This study addresses these gaps through a high-resolution, data approach using real 15 min interval data from an Italian household, obtained through ARERA’s national Consumption Portal, publicly accessible to all Italian citizens, enabling widespread replicability without additional monitoring infrastructure. The analysis integrates technical and economic dimensions: (1) assessing temporal alignment between PV production and consumption; (2) examining ESS role in improving self-consumption; (3) integrating time-of-use (TOU) tariffs in the economic assessment; (4) estimating payback periods under current market conditions. This comprehensive approach provides practical insights for optimising residential PV systems where demand peaks and solar availability are characteristically misaligned.
The novelty of this work lies in the development of a calculation tool for evaluating the self-consumption share of electricity generated by a photovoltaic (PV) system. The tool integrates actual consumption data, freely accessible to all Italian citizens, with the producibility of a simulated PV-EES system. The performance and economic feasibility of PV-ESS systems cannot be reliably assessed using only annual electricity demand values, as is still commonly done in practice. Accurate evaluation requires sub-hourly load data, since investment payback and self-consumption rates depend strongly on the real temporal structure of demand. By combining 15 min monitored consumption profiles from the national ARERA database with standardised PV–ESS calculations, this study provides a realistic and fully replicable methodology compliant with Directive 2024/1275/EU for assessing PV systems under actual operating conditions.

2. Methodology

2.1. Overview

Figure 1 provides an overview of the methodological approach adopted in this study, structured according to the following points:
  • Data Collection: This phase involves gathering all the necessary input data, including household energy consumption profiles, local climatic information, technical specifications of PV systems and ESS, and electricity pricing structures.
  • Calculation tool setup: A computational model is developed to perform sub-hourly energy simulations. It calculates tilted solar irradiance, estimates PV energy output, compares it with energy demand (based on actual consumption data), quantifies energy drawn from or fed into the grid, and incorporates the dynamics of the ESS.
  • Results analysis: Energy performance indicators are evaluated, including monthly and annual energy balances, self-consumption rates, grid dependency, and exported energy quantities.

__________________________________________________

§ **Goal**:
Reproduce the photovoltaic study text starting with "Figure 1 provides" and going on through "electricity pricing structures.", replacing "household" with "residential".

§ **Supplied material**:
__________________________________________________

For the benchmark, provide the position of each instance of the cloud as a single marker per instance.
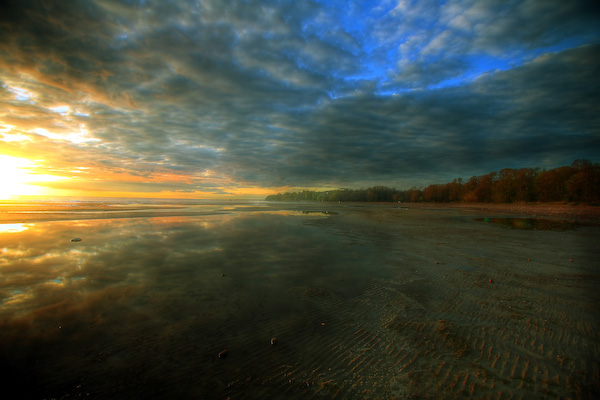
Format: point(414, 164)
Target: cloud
point(205, 94)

__________________________________________________

§ **Full solution**:
Figure 1 provides an overview of the methodological approach adopted in this study, structured according to the following points:
  • Data Collection: This phase involves gathering all the necessary input data, including residential energy consumption profiles, local climatic information, technical specifications of PV systems and ESS, and electricity pricing structures.